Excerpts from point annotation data

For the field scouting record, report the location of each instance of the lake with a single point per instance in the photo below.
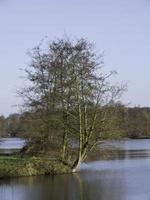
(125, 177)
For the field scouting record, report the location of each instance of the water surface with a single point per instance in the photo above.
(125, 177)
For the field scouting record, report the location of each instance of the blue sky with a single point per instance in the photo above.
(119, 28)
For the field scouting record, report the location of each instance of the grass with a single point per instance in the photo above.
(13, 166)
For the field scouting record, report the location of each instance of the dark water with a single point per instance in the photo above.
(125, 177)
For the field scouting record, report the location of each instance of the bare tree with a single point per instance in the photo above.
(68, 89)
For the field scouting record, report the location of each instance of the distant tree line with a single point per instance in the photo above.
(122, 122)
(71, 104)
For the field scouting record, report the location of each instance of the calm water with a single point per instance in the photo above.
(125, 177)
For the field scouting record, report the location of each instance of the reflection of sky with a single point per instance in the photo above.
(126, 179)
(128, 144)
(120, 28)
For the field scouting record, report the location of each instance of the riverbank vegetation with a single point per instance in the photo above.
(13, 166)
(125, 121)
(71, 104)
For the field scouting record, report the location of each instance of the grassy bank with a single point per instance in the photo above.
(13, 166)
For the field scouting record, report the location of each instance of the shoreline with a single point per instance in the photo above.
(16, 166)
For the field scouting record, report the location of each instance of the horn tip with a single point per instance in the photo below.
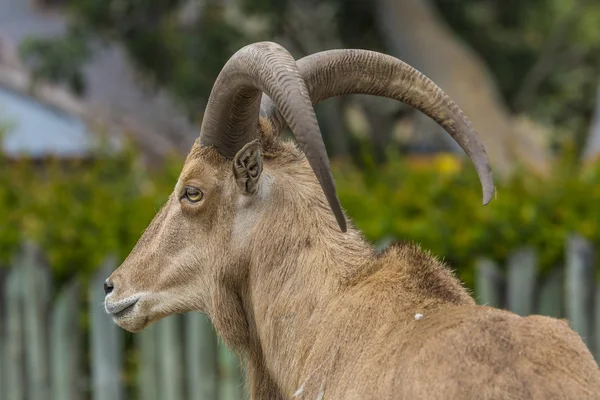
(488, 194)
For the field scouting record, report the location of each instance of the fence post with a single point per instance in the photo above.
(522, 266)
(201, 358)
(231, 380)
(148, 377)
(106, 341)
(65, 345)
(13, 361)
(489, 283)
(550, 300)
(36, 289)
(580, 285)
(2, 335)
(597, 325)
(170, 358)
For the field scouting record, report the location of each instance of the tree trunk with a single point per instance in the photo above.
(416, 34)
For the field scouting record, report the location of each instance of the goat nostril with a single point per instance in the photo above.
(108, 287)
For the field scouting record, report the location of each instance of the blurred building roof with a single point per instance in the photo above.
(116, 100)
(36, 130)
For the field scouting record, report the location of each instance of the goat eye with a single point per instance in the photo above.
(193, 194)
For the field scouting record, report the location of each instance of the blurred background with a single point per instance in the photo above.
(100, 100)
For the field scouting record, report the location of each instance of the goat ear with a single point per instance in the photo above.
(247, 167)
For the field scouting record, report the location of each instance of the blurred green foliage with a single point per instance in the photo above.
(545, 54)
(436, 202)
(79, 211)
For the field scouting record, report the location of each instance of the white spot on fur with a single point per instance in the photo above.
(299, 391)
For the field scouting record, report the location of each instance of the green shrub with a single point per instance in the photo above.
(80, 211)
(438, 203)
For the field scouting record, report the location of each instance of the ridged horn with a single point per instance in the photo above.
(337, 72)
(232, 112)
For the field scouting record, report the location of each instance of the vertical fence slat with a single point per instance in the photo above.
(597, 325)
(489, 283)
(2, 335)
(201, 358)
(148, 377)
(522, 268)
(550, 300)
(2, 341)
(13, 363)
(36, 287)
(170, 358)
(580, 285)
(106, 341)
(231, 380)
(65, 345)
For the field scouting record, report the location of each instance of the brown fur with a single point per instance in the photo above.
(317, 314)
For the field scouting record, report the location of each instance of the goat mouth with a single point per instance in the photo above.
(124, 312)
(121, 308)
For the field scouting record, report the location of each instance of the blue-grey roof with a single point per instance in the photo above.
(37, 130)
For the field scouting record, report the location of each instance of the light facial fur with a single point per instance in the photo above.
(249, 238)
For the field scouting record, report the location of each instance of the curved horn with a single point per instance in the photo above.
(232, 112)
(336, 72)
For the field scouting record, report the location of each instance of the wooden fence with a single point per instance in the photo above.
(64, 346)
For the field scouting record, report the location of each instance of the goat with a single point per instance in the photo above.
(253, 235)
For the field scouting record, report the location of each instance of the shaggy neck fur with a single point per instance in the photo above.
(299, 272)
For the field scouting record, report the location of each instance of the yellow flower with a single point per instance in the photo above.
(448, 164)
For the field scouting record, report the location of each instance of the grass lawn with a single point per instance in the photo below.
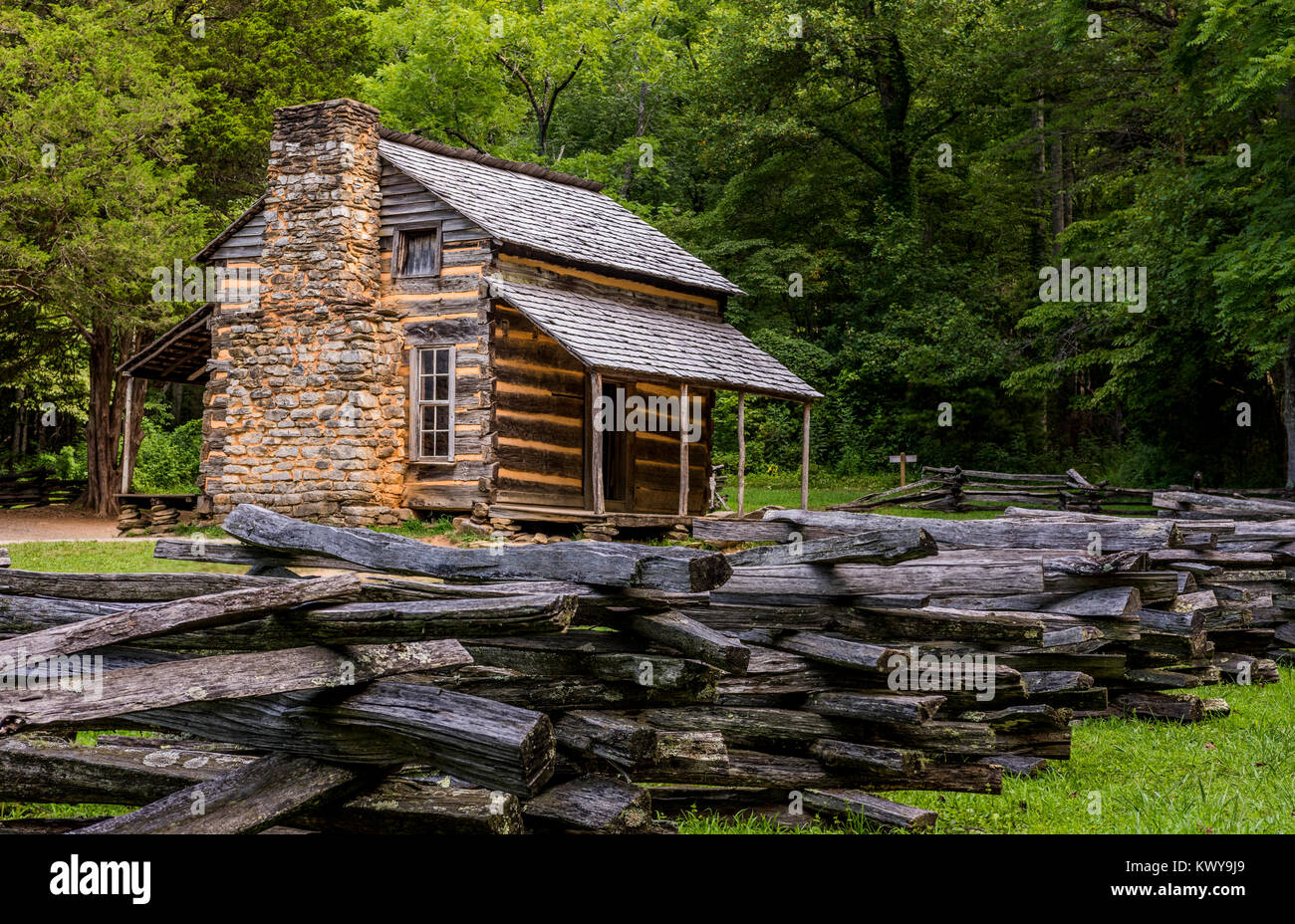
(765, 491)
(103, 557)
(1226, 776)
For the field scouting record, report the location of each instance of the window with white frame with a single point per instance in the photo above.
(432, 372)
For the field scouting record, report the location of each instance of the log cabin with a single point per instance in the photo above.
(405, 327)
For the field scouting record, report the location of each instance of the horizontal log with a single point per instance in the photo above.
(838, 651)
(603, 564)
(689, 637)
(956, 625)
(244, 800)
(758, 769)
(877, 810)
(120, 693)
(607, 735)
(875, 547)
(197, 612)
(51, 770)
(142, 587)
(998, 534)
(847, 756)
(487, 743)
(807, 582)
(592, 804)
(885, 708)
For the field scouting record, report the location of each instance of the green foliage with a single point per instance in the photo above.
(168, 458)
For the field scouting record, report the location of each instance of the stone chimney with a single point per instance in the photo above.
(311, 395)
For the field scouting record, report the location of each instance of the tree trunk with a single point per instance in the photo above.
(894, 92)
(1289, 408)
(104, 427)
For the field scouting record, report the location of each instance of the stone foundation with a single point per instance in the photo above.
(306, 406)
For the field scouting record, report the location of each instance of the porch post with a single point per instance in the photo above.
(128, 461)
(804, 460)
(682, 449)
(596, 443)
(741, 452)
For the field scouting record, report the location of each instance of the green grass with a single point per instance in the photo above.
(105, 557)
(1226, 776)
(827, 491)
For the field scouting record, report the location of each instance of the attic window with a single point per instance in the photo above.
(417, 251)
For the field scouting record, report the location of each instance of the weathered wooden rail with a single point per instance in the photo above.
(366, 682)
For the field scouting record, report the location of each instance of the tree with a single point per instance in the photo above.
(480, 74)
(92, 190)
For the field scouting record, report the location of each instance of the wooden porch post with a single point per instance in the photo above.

▶ Exercise prompt: Transcribe only the trailing portion of the entries above: the line that contains "of the attic" and each line after it.

▶ Written response:
For the field scouting record, report the location of each instance of the attic window with a single point per instance in the photo above.
(417, 251)
For the field scouting record, report the location of each instance of the weathered wooden rail with a single point per instance in the photo above.
(366, 682)
For the field scouting record, report the location of each instance of the tree with a single point per instance in the photo above.
(480, 74)
(92, 190)
For the field scouting record, report the location of each instance of the wooden porch post with a single point per instance in the photo above.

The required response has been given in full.